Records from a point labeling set
━━━━━━

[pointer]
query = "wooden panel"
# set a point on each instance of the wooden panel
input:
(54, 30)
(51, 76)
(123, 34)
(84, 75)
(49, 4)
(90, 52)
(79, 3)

━━━━━━

# Written problem:
Swap each occurrence of "wooden panel" in the material for "metal panel", keeping every other line the same.

# Exercise solution:
[pointer]
query = "metal panel"
# set a point on each instance of the metal panel
input:
(54, 30)
(51, 76)
(123, 34)
(84, 75)
(49, 4)
(90, 52)
(79, 3)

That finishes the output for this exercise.